_The problem_:
Render each line of the entries below as a Markdown table with the columns "No." and "Text", putting the row number under "No." and the line under "Text", and leave out blank lines.

_Data extract_:
-=-=-=-=-

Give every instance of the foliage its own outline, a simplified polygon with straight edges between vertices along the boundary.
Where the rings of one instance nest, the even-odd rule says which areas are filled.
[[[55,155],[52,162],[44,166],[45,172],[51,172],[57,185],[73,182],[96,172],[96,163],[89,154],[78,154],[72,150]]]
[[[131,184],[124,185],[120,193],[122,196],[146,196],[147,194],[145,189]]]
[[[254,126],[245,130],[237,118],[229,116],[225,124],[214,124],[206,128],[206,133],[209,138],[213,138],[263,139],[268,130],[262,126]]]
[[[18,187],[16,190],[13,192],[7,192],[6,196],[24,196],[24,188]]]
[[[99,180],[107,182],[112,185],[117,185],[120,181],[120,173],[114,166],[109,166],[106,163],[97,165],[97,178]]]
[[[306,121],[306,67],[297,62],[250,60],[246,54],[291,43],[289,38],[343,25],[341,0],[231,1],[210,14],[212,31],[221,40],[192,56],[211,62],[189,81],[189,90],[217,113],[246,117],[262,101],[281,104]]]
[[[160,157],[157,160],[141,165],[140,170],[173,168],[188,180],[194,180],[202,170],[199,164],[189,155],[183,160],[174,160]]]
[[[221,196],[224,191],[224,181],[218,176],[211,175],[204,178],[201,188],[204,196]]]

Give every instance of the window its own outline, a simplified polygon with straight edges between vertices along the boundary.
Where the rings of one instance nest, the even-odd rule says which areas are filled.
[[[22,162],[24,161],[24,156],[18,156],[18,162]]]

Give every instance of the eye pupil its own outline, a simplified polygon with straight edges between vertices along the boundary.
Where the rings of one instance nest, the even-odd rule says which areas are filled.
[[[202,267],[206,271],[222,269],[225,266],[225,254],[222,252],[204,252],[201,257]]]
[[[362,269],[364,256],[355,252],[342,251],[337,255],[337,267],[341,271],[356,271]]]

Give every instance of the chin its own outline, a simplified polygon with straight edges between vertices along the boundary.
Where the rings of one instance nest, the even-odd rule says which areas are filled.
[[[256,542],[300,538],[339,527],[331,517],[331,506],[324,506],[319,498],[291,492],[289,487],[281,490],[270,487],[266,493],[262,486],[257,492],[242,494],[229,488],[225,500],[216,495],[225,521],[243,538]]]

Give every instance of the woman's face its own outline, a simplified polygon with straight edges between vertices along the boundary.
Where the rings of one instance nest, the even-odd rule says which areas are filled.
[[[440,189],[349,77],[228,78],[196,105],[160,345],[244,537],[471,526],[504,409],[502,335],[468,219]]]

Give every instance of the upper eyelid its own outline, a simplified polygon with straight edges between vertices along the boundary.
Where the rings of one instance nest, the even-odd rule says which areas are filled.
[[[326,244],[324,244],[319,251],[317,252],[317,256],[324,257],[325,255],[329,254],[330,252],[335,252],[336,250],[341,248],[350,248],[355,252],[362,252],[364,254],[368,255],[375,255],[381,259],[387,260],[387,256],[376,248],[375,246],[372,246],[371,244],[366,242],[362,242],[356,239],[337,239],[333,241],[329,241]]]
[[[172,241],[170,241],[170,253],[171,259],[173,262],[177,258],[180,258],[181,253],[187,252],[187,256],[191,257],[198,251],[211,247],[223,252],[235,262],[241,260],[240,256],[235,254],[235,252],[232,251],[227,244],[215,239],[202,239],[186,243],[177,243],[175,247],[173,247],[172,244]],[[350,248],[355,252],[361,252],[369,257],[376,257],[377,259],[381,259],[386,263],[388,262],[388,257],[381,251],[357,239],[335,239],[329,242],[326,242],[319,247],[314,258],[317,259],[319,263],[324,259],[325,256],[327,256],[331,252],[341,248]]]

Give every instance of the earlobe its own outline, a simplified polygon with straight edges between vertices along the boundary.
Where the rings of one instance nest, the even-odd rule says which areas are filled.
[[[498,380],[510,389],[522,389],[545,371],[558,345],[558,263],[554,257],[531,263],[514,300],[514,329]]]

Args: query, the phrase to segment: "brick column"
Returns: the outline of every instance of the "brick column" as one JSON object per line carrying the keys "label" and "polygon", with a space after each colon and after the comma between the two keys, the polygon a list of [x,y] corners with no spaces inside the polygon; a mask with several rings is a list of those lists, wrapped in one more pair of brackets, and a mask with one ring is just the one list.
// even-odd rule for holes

-=-=-=-=-

_Problem solution_:
| No. | Text |
|---|---|
| 1 | Give every instance of the foliage its own outline, a simplified polygon with straight edges between vertices along the boundary. |
| 2 | Where the rings of one instance nest, the even-odd rule says which areas are filled. |
| 3 | [[[55,155],[52,162],[44,166],[45,172],[51,172],[57,185],[73,182],[96,172],[96,163],[89,154],[78,154],[72,150]]] |
| 4 | [[[131,184],[124,185],[120,193],[122,196],[146,196],[147,194],[145,189]]] |
| 5 | [[[254,126],[245,130],[237,118],[229,116],[225,124],[214,124],[206,128],[206,133],[209,138],[213,138],[263,139],[268,130],[262,126]]] |
| 6 | [[[18,187],[16,190],[13,192],[7,192],[6,196],[24,196],[24,188]]] |
| 7 | [[[99,180],[107,182],[112,185],[117,185],[120,181],[120,173],[114,166],[109,166],[106,163],[97,165],[97,178]]] |
| 8 | [[[306,121],[306,67],[297,62],[250,60],[246,54],[291,43],[289,38],[343,25],[341,0],[231,1],[210,14],[212,31],[221,40],[192,56],[211,62],[189,81],[189,90],[217,113],[246,117],[262,101],[281,104]]] |
| 9 | [[[160,157],[157,160],[141,165],[140,170],[173,168],[188,180],[194,180],[202,170],[199,164],[189,155],[183,160],[174,160]]] |
| 10 | [[[221,196],[224,191],[224,181],[218,176],[211,175],[204,178],[201,188],[204,196]]] |
| 11 | Give every instance of the window its own outline, a simplified polygon with straight edges between vertices along the boundary. |
| 12 | Where the rings of one instance nest, the even-odd rule says which areas are filled. |
| 13 | [[[22,162],[24,161],[24,156],[18,156],[18,162]]] |
| 14 | Give every instance of the eye pupil its own outline, a simplified polygon with straight edges between vertices along the boundary. |
| 15 | Where the rings of one instance nest, the even-odd rule says which areas are filled. |
| 16 | [[[202,267],[206,271],[222,269],[225,266],[225,254],[222,252],[204,252],[201,257]]] |
| 17 | [[[362,269],[364,256],[355,252],[342,251],[337,255],[337,267],[341,271],[356,271]]] |
| 18 | Give every instance of the chin its own outline, a simplified polygon with straight edges between vertices along the boundary. |
| 19 | Where the rings of one instance nest, the even-odd rule says which areas are filled. |
| 20 | [[[256,542],[300,538],[339,527],[331,517],[331,506],[324,506],[319,498],[291,492],[289,487],[281,490],[270,487],[266,493],[262,486],[257,492],[242,494],[229,488],[225,500],[216,495],[225,521],[243,538]]] |
| 21 | Give every instance of the woman's face its own outline, a simplified polygon with straight edges between vertices along the boundary. |
| 22 | Where the rings of one instance nest, the even-odd rule says which areas are filled. |
| 23 | [[[440,189],[349,77],[228,78],[196,105],[160,345],[244,537],[471,526],[504,409],[502,335],[468,219]]] |
| 24 | Give every instance of the upper eyelid its own outline, a simplified polygon with straight edges between vertices along the boundary. |
| 25 | Where the rings of one instance nest, the even-odd rule says which areas are filled. |
| 26 | [[[326,244],[324,244],[319,251],[317,252],[317,256],[324,257],[325,255],[329,254],[330,252],[335,252],[336,250],[341,248],[350,248],[355,252],[362,252],[364,254],[368,255],[375,255],[381,259],[387,260],[387,256],[376,248],[375,246],[372,246],[371,244],[366,242],[362,242],[356,239],[337,239],[333,241],[329,241]]] |
| 27 | [[[172,241],[170,241],[170,253],[171,259],[173,262],[177,258],[180,258],[181,253],[187,252],[187,256],[191,257],[198,251],[211,247],[223,252],[235,262],[241,260],[240,256],[235,254],[235,252],[232,251],[227,244],[215,239],[202,239],[186,243],[177,243],[175,247],[173,247],[172,244]],[[350,248],[355,252],[361,252],[369,257],[376,257],[377,259],[381,259],[386,263],[388,262],[388,257],[381,251],[357,239],[335,239],[329,242],[326,242],[319,247],[314,258],[317,259],[319,263],[324,259],[325,256],[327,256],[331,252],[341,248]]] |
| 28 | Give every instance of the earlobe its own outline, a simplified polygon with straight edges between vertices along the boundary. |
| 29 | Where the rings of one instance nest, the even-odd rule says which areas are filled. |
| 30 | [[[498,380],[510,389],[522,389],[545,371],[558,345],[558,263],[554,257],[531,263],[514,300],[514,329]]] |
| 31 | Args: query, the phrase to segment: "brick column" |
| 32 | Returns: the outline of every instance of the "brick column" as one JSON object per line carrying the keys "label" and "polygon", with a space after each colon and after the comma between the two keys, the polygon a list of [x,y] corners with no spaces inside the polygon; a mask with several rings is a list of those lists, wrapped in one more pair of brackets, and a mask with one ring is just the one list. |
| 33 | // even-odd rule for holes |